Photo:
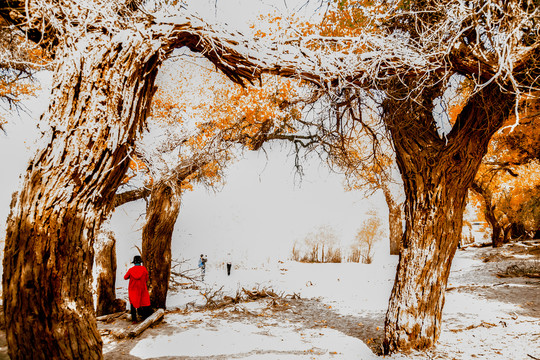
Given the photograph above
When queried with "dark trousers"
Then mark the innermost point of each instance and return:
(143, 312)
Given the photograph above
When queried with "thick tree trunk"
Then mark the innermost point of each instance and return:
(101, 92)
(395, 221)
(157, 233)
(436, 176)
(105, 248)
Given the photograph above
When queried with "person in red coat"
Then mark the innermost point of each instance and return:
(139, 298)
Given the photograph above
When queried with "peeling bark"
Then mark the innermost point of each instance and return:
(436, 177)
(105, 248)
(157, 233)
(395, 218)
(100, 96)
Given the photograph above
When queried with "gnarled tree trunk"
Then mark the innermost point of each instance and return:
(101, 92)
(436, 176)
(157, 233)
(395, 221)
(105, 248)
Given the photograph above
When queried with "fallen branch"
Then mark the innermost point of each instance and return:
(110, 317)
(470, 327)
(121, 333)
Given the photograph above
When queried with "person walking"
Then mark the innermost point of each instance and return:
(202, 265)
(229, 264)
(139, 298)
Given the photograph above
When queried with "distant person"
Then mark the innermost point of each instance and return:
(139, 298)
(229, 264)
(202, 265)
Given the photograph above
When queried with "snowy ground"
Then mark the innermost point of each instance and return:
(341, 314)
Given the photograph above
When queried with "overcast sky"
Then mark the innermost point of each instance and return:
(258, 214)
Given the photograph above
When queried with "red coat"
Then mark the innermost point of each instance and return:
(137, 290)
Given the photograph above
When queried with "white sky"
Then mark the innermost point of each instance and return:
(257, 215)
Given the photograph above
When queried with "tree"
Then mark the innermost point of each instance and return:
(365, 238)
(232, 115)
(505, 181)
(107, 59)
(18, 61)
(321, 245)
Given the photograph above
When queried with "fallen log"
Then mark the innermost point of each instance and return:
(109, 317)
(151, 320)
(121, 333)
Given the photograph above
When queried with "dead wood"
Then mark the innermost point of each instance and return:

Exercise directions:
Copy out the data above exactly, except the pictures.

Task response:
Photo:
Given the photograph above
When queried with "dark trousers"
Then mark the innermost point of each instance and return:
(143, 312)
Given the photograph above
When queried with "thick tree trunk"
Then mark the innermost point of each instance and return:
(101, 92)
(395, 221)
(157, 233)
(436, 176)
(105, 248)
Given the photograph above
When queried with "person in red coat"
Then mark the innermost point of each instance and return:
(139, 298)
Given the photograph above
When queried with "peeling bark"
Then mark the innermost point of each instance and return:
(436, 177)
(105, 248)
(157, 233)
(395, 218)
(100, 96)
Given the photograph above
When queried with "gnarled tree trunk"
Then mark the innermost point of each instance and return:
(101, 92)
(436, 176)
(157, 233)
(395, 221)
(105, 248)
Given the photograph above
When queried with "fallen branch"
Then mark the innermost point of each instance and return:
(110, 317)
(470, 327)
(121, 333)
Given the photograph above
When queried with "person walking"
Then mark the innermost point of each instance and return:
(202, 265)
(229, 264)
(139, 298)
Given the photograph above
When queried with "distant person"
Then mark the innermost point of each instance and return:
(139, 298)
(229, 264)
(202, 265)
Given the photograph above
When queried with "snowy ground"
Then mark the innermost point of each instance and return:
(341, 314)
Given the photograph above
When queried with "overcast sky"
Then mark the innermost point of each instance and return:
(258, 214)
Given the photograph above
When queried with "red coat"
Then mark the innermost point of each instance and return:
(137, 290)
Given the photograph above
When queried with "white sky"
Then mark the innermost point of each instance and return:
(257, 215)
Given the photograph above
When queried with "tree"
Then mark the innermost point of each instance and return:
(365, 238)
(232, 115)
(505, 181)
(107, 59)
(18, 61)
(321, 245)
Given the photograph above
When queried with "fallen log"
Then mark the innermost point of each instance and return:
(109, 317)
(151, 320)
(121, 333)
Given the photograph above
When queried with "dead wood"
Then mark the innermost point of each instance and return:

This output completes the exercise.